━━ READING TEXT

Fig. 4: Data-driven equation discovery approaches in geosciences.
figure 4

The approaches can be divided into two main categories: symbolic regression and sparse selection algorithms. It is noted that some methods inherently utilise deep learning techniques as part of their core algorithms. At the same time, some can be structured to be compatible with deep learning, allowing for integration that enhances their capabilities. A detailed description of each approach is given in Supplementary Note 1.

The benchmarks of accuracy, speed, and tolerance to data noise for symbolic regression methods63,64,65,66 and sparse regression67 have been performed. It has shown that sparse regression has a low computational cost and few hyperparameters. In contrast, symbolic regression approaches provide an opportunity to discover underlying equations with complex structures, while the main limitation is computational cost. Deep learning-based approaches are more robust to noisy and sparse data such as deep reinforcement learning. They are therefore recommended to deal with geoscientific applications where flawed datasets are common43. In terms of required prior information, sparse regression needs more ___domain expert input and assumptions, such as the general form of the underlying governing equations. Therefore, sparse regression could fail if incorrect or incomplete prior information is introduced, i.e., the candidate library matrix in sparse regression36. In contrast, symbolic regression can realise learning from scratch, while we can incorporate some physical information in different ways to discover the underlying equations accurately.

Nowadays, most of the proposed algorithms have open-source code available. For example, PySR and SymbolicRegression.jl68, implemented in the Python and Julia languages, encapsulate symbolic regression methods. PySindy69, developed in Python, can be used for sparse regression. These tools can significantly lower the technical barriers to implementing advanced and complex algorithms, paving the way for geoscientists to engage in data-driven equation discovery. It is worth noting that this field is rapidly evolving, so close attention is necessary to obtain algorithms with superior performance, especially considering accuracy, speed, and robustness.

Opportunities for advancing geosciences

Data-driven equation discovery provides promising opportunities for advancing geosciences. Figure 5 summarizes these aspects, and the detailed descriptions are as follows.

Fig. 5: The overview of opportunities for using data-driven equation discovery to advance geosciences.
figure 5

Based on various datasets collected in the Earth system, data-driven discovery is expected to discover new equations, thereby enhancing existing equations, model transparency, and finally accelerating scientific discoveries. In turn, it will also facilitate the collection of higher-quality data.

━━━━

Reproduce word for word the stretch of the equation-discovery text from "Data-driven equation discovery provides" through "to advance geosciences.".

━━ ITEMS

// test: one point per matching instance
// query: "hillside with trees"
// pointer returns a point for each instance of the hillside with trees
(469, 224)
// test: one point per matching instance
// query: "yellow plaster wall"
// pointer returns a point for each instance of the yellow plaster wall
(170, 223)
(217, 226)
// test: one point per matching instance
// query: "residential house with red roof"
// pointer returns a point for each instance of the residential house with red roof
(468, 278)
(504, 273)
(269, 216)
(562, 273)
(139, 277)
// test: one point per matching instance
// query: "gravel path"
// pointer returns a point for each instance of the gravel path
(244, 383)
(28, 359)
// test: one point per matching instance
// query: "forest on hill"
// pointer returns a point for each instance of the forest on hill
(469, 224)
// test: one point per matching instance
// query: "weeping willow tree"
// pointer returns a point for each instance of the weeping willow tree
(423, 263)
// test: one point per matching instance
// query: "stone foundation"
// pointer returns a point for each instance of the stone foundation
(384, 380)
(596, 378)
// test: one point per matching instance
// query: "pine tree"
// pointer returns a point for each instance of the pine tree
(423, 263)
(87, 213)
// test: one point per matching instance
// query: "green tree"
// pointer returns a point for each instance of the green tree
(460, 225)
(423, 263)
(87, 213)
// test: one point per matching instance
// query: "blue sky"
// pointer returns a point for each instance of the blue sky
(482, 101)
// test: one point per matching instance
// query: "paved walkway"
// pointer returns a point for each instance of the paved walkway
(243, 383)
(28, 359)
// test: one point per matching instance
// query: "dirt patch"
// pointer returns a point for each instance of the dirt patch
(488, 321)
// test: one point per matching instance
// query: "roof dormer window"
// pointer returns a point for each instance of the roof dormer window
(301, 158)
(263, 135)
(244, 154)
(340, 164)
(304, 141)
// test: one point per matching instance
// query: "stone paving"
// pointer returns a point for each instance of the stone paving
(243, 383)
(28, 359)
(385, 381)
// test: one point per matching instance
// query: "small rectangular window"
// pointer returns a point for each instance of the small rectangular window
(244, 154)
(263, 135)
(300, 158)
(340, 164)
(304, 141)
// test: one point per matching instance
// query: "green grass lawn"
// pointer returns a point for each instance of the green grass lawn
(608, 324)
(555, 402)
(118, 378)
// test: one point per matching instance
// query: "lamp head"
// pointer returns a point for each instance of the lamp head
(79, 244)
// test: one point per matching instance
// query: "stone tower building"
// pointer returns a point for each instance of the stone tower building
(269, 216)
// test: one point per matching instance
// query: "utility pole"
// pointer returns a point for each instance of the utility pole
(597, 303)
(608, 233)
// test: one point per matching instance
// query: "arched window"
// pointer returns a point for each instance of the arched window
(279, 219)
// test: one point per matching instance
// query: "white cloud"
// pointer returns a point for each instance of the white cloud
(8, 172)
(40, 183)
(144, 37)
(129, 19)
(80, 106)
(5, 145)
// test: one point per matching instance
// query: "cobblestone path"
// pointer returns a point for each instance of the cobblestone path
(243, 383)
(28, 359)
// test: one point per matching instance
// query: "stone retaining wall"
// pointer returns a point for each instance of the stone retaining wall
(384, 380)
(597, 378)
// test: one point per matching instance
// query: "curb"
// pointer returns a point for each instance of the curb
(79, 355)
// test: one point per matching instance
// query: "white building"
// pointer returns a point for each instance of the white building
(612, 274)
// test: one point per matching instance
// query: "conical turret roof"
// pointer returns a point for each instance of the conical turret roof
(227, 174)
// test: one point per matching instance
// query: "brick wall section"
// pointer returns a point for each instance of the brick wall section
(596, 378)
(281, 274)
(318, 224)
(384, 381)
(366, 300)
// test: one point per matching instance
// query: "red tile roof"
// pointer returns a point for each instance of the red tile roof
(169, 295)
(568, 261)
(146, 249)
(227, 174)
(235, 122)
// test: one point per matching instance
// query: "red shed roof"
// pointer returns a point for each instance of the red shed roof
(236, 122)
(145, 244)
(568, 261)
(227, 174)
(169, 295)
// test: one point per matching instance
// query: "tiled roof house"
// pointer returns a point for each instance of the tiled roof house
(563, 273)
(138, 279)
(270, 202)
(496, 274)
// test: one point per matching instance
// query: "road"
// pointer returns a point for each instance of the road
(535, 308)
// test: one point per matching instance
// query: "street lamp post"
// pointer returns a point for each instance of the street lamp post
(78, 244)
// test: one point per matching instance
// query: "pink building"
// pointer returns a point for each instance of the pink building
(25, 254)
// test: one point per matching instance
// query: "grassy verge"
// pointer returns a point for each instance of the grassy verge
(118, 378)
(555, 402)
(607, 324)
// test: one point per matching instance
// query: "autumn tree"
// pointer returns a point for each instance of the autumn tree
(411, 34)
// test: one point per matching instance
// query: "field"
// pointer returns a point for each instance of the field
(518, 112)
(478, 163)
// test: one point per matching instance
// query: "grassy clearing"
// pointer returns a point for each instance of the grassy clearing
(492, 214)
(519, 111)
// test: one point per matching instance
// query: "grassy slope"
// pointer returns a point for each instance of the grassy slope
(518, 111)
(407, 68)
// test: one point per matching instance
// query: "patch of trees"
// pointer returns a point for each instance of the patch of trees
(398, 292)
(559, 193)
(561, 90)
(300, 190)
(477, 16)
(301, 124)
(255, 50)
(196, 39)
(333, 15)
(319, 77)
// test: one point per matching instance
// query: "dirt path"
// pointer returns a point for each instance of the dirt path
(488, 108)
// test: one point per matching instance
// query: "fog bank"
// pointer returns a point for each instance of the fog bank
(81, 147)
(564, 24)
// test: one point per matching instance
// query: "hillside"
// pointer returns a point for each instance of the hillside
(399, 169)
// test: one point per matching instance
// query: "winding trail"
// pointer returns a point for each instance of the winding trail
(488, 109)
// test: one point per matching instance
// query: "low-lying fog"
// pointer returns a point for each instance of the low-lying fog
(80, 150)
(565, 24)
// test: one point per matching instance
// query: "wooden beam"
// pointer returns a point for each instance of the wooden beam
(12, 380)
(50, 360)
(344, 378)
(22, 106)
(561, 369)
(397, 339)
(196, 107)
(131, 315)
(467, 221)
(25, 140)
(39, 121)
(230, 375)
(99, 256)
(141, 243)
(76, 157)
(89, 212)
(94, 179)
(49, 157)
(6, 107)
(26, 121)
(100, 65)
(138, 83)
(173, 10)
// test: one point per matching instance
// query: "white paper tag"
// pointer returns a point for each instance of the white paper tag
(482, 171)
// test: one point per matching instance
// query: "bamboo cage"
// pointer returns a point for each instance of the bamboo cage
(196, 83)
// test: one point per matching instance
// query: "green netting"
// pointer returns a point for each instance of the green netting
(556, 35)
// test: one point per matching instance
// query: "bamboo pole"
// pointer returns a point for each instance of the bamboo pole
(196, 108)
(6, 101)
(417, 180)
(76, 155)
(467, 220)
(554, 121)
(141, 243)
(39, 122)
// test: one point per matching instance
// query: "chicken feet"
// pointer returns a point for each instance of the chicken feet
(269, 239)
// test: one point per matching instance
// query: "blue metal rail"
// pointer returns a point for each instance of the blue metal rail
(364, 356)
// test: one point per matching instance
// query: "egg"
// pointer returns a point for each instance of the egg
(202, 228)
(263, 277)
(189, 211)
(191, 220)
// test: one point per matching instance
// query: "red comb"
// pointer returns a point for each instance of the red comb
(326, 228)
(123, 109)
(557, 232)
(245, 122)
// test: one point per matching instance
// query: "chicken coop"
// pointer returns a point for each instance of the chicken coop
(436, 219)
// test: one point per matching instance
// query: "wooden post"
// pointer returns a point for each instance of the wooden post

━━━━

IN RESPONSE:
Data-driven equation discovery provides promising opportunities for advancing geosciences. Figure 5 summarizes these aspects, and the detailed descriptions are as follows.

Fig. 5: The overview of opportunities for using data-driven equation discovery to advance geosciences.